CHALLENGE:
Rewrite all the records below, request lines included, scaling every coordinate in the outlines by 1.1 and rounding to the nearest whole number, with halves rounded up. Leave the pictures out.

DATASET ROWS:

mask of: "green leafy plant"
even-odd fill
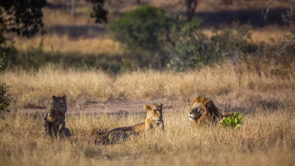
[[[242,117],[239,113],[235,112],[234,116],[230,115],[227,118],[225,118],[220,122],[220,126],[226,129],[231,128],[232,129],[236,129],[241,127],[244,118]]]
[[[3,72],[5,68],[5,55],[4,53],[0,57],[0,73]],[[6,96],[6,93],[9,91],[10,87],[11,86],[7,86],[5,82],[0,82],[0,118],[2,119],[4,114],[10,112],[8,107],[12,98]]]

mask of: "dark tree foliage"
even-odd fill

RESULT BELOW:
mask of: "green leafy plant"
even-odd fill
[[[266,129],[263,124],[259,123],[257,128],[253,127],[250,130],[248,130],[242,134],[242,139],[249,142],[254,141],[255,142],[260,142],[265,140],[268,130]]]
[[[3,79],[6,75],[6,61],[4,58],[0,63],[0,80]],[[7,106],[7,102],[10,100],[11,96],[12,95],[8,95],[6,90],[0,90],[0,130],[2,131],[4,125],[11,123],[9,118],[13,108]]]

mask of: "dark tree foliage"
even-odd fill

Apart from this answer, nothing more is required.